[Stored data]
---------------

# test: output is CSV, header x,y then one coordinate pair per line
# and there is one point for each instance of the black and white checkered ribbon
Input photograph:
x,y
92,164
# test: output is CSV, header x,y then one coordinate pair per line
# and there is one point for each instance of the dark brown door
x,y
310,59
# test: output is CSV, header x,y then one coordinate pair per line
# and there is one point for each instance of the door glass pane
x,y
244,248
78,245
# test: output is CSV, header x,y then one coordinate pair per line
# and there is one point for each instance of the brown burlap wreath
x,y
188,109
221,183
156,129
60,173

---------------

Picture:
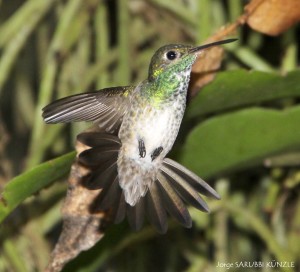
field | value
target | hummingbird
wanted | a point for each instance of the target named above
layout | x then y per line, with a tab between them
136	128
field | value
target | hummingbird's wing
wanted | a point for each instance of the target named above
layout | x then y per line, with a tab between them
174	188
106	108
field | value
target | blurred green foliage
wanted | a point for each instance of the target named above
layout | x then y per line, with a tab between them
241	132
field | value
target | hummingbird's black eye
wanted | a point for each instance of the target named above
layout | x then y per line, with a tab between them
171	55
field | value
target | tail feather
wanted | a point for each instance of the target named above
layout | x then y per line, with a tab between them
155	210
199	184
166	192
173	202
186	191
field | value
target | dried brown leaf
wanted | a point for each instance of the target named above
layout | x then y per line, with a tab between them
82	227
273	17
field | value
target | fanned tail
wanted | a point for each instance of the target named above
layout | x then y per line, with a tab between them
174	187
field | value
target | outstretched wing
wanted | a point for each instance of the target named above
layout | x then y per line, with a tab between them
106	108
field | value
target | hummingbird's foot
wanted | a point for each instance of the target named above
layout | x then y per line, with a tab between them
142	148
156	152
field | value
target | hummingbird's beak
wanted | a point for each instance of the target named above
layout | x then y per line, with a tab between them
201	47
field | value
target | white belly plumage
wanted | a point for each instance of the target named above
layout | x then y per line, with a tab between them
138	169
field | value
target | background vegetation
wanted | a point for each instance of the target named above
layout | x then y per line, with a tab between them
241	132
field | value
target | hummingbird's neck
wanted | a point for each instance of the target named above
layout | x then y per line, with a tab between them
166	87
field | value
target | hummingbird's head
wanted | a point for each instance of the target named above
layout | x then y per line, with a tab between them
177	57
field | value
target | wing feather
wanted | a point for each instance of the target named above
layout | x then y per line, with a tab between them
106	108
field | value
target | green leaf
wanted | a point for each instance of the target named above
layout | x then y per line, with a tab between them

---------------

**Exercise details:** Show all lines from the data above in which the word "green" appears.

**Expected answer:**
target | blurred green foliage
target | green leaf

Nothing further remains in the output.